Look for "Ground the upturned" in the entries below. Write out that line and all later lines exactly, ending with the final one.
Top of Task material
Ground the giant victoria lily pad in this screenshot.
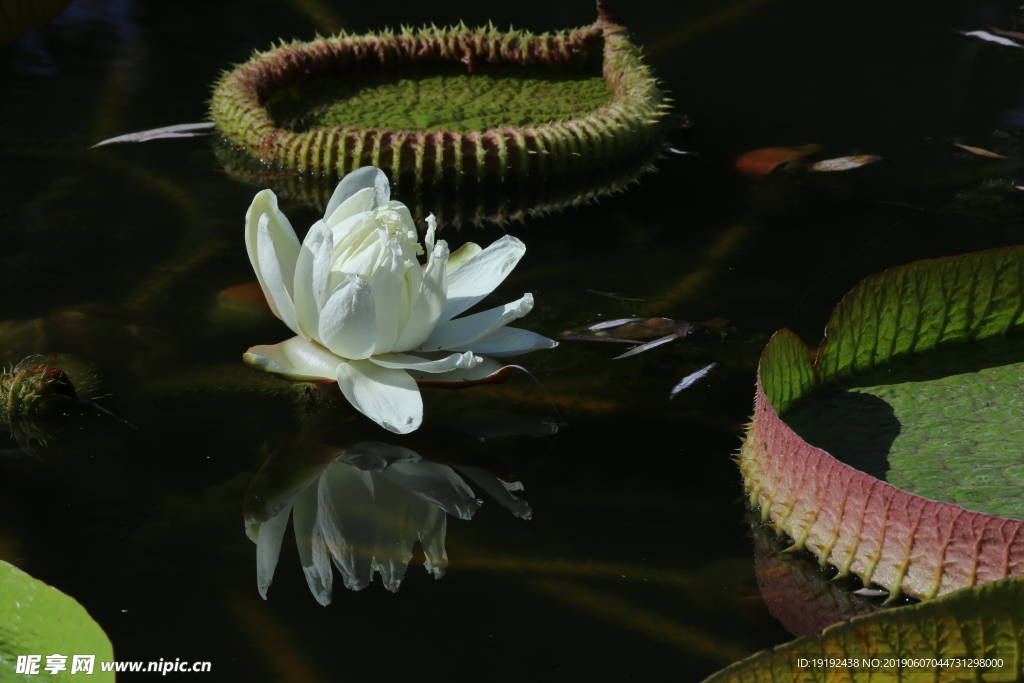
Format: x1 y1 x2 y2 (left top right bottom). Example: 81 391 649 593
739 245 1024 601
209 3 667 189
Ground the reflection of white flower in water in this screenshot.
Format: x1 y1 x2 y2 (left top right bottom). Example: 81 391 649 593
242 166 557 434
245 441 530 605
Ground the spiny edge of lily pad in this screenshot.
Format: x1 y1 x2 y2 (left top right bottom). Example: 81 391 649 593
209 4 669 187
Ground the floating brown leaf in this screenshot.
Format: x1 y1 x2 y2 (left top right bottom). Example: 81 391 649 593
953 142 1009 158
987 25 1024 41
217 282 272 314
558 317 694 343
734 144 822 178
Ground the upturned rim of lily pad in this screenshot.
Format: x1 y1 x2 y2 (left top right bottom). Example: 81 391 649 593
209 1 669 188
212 133 661 227
739 245 1024 602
Bottom of Task material
_Written reply_.
Ground the upturned rim of lily pad in this screenshot.
Format: x1 y1 x2 y2 (left top right bottom). Example: 81 391 649 593
209 1 669 188
212 133 661 227
739 245 1024 602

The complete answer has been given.